**KUTIPAN TEKS:**
::::

Sebelum besar seperti sekarang,
rupanya Freeport pernah terusir dari Kuba akibat nasionalisasi. Yang ditambang
pun bukan emas, melainkan hanya sulfur atau belerang. Kini setelah
mengaduk-aduk dua gunung di Papua, Freeport McMoran Copper & Gold Inc tahun
2008 di posisi 32 perusahan tambang terbesar di dunia, dengan pendapatan
17,0876 juta dolar AS dan laba bersih 2,997 juta dolar AS.
Sebagai gambaran, diantara
ke-empat wilayah pertambangan Freeport yang tersebar di kawasan Amerika Utara,
Amerika Selatan, Indonesia dan Afrika, ternyata 92,64% (2011) emas untuk
Freeport McMoran disumbang dari bumi Papua. Jumlah itu memang menurun
dibandingkan data tahun 2010, 2009, dan 2007. Namun lebih tinggi dari data
2008. (Lihat Tabel Data Produksi Emas).
Berapa deviden yang diterima
pemerintah Indonesia di tahun 2011? Ternyata hanya Rp 1,5 triliun, itu pun
masih menunggak Rp 350 miliar. Saat ditagih oleh Dahlan Iskan, selaku Menteri
BUMN, dengan enteng Presiden Direktur PT Freeport Indonesia (PT FI) Rozik B
Soetjipto menjawab belum bisa membayar. ”Pembayaran deviden tergantung kondisi
perusahaan. Jadi belum bisa dibayar sekarang,” ucapnya sebagaimana dikutip dari
Kompas, 18 September 2012.
Naga-naganya, tahun ini deviden
PT FI bakalan turun hingga sepertiganya, dari Rp 1,5 triliun yang belum dibayar
penuh tinggal Rp 500 miliar. Alasannya, operasional perusahaan belum pulih
setelah sempat terhenti di awal 2012. Tentu saja turunnya deviden dari Freeport
berpengaruh terhadap proyeksi deviden keseluruhan BUMN yang ditargetkan
mencapai Rp 32,6 triliun. Namun akibat turunnya deviden dari Freeport, target
itu diturunkan menjadi Rp 31,1 triliun saja.

::::

**Catatan penunjukan:**
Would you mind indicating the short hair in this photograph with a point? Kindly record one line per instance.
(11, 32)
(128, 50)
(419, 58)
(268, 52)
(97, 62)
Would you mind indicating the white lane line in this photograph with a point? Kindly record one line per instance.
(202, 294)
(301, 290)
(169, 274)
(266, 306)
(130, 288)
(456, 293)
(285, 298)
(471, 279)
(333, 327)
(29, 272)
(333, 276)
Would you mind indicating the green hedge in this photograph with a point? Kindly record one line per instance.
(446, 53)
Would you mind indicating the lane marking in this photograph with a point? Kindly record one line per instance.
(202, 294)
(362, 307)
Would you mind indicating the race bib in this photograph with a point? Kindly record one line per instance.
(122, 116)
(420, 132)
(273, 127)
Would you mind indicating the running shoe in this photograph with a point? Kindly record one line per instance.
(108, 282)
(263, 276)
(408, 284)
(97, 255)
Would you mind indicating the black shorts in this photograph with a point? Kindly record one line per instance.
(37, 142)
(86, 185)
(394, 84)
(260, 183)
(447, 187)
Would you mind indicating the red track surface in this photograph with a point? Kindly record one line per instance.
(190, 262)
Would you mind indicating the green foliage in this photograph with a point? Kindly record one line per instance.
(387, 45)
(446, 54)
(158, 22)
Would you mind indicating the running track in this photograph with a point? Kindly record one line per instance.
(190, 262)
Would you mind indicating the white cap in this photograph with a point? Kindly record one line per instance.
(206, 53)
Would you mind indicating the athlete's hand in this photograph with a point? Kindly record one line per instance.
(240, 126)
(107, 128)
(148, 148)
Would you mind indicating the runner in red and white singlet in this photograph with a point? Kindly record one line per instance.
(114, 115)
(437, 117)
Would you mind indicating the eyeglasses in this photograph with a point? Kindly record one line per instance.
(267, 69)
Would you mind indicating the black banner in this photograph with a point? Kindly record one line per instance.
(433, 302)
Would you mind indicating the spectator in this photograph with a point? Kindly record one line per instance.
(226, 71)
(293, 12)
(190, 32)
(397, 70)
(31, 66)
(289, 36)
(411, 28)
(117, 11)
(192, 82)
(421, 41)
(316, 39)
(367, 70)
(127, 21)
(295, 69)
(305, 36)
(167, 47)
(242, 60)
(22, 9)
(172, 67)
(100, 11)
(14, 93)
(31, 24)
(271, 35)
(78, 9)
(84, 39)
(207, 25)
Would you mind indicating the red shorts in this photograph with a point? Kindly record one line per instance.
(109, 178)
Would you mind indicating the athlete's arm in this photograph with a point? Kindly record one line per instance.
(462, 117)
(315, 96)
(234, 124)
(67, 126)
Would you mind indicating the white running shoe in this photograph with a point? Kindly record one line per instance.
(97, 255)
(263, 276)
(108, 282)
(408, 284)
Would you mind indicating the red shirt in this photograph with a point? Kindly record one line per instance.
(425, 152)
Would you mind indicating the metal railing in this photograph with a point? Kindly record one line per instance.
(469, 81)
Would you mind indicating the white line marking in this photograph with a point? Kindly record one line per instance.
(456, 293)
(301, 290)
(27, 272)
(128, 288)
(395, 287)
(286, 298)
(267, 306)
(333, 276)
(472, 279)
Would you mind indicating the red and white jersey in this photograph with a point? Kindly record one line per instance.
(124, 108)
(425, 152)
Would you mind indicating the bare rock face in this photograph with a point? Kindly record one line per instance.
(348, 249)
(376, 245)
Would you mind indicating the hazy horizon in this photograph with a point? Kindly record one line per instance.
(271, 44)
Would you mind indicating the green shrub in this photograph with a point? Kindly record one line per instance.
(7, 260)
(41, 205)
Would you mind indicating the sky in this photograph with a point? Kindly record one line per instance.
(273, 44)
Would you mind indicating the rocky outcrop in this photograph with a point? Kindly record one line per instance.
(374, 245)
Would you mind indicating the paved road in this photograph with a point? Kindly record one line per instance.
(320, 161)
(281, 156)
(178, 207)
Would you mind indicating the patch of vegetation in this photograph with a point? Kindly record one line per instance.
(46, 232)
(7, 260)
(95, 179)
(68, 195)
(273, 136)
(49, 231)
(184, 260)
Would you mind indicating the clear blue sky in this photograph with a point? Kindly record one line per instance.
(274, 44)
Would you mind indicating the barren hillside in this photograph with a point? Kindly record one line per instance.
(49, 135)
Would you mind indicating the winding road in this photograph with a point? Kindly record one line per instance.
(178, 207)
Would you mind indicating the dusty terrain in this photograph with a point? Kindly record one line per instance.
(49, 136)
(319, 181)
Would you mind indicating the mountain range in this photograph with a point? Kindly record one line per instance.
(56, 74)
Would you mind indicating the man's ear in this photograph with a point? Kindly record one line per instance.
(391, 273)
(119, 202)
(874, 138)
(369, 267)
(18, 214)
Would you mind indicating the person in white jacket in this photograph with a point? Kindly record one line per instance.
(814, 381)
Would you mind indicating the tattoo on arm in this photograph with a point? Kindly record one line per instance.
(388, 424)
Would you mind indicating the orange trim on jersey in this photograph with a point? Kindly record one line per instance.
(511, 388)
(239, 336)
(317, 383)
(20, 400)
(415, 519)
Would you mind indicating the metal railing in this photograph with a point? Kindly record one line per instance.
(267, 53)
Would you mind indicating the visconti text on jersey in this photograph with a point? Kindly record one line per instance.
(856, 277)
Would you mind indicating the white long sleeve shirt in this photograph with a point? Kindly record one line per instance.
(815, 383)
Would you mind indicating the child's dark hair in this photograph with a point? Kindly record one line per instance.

::::

**TUGAS PENGERJAAN:**
1. Menurut teks tentang Freeport, berapa persen emas Freeport McMoran pada 2011 yang berasal dari bumi Papua?
2. Lanjutkan teks tentang Freeport mulai sesudah kalimat terakhirnya.

**KUNCI JAWABAN:**
1. 92,64%.

2.
Namun persoalannya bukan di
situ. Masa iya sih, Freeport yang di tahun 2011 lalu saja menghasilkan 1,272 juta
ons emas hanya bisa memberikan keuntungan Rp 1,5 triliun ke pemerintah
Indonesia? Itu pun masih mengutang. Duit Rp 1,5 triliun setara dengan APBD Kota
Palembang. Jumlah itu jelas tidak sepadan dengan kerusakan lingkungan di dua
gunung di Papua yang sudah pasti ditanggung pemerintah Indonesia dan masyarakat
Papua.
Sedangkan di sisi lain pula,
kekayaan Freeport McMoRan sebagian besar disumbang dari bumi Papua. Itu artinya
memang tanpa Papua, Freeport tidak ada apa-apanya.
Sejarah Freeport
Freeport McMoRan Copper &
Gold Inc. Cikal bakal perusahaan ini didirikan pada 1912 sebagai perusahaan
sulfur atau belerang, belum mengeduk emas seperti sekarang. Ekspansinya ke luar
Amerika dimulai sejak 1931, saat perusahaan itu membeli deposito mangan di
Oriente, Kuba.
Setelah belerang, terus
menambang Mangaan (Mg), Freeport pun di era 1950-an mulai bermain nikel dan
kalium. Tidak tanggung-tanggung, di tahun 1955 Freeport menanamkan modal
sebesar 119 juta dolar AS untuk membangun tambang nikel-kobalt di Moa Bay, Kuba
dan kilang di Pelabuhan Nikel, Louisiana.
Usaha Freeport tidak sia-sia.
Terbukti, sejak 11 Maret 1957 hingga 30 Juni 1965 , pemerintah AS
menandatangani kontrak pengadaan nikel dan kobalt yang diproduksi Freeport.
Setahun sebelumnya Freeport juga mengincar bisnis migas. Tahun 1958 Freeport
sudah bisa menjual penemuan ladang minyak di Louisiana sebesar 100 juta dolar
AS.
Sayang, bisnis nikel dan
kobaltnya hancur saat Fidel Castro sukses menggulingkan Batista di Kuba, tahun
1960. Semua pertambangan yang dikeduk pihak asing, termasuk Freeport terkena
nasionalisasi. Namun lepas dari Kuba ternyata Freeport mendapatkan mangsa yang
lebih besar, tak lain cadangan emas yang begitu besar di pegunungan Jaya
Wijaya. Cadangan itu ditemukan Tim Geologi Freeport yang menjelajah hutan Papua
sejak awal 1960-an.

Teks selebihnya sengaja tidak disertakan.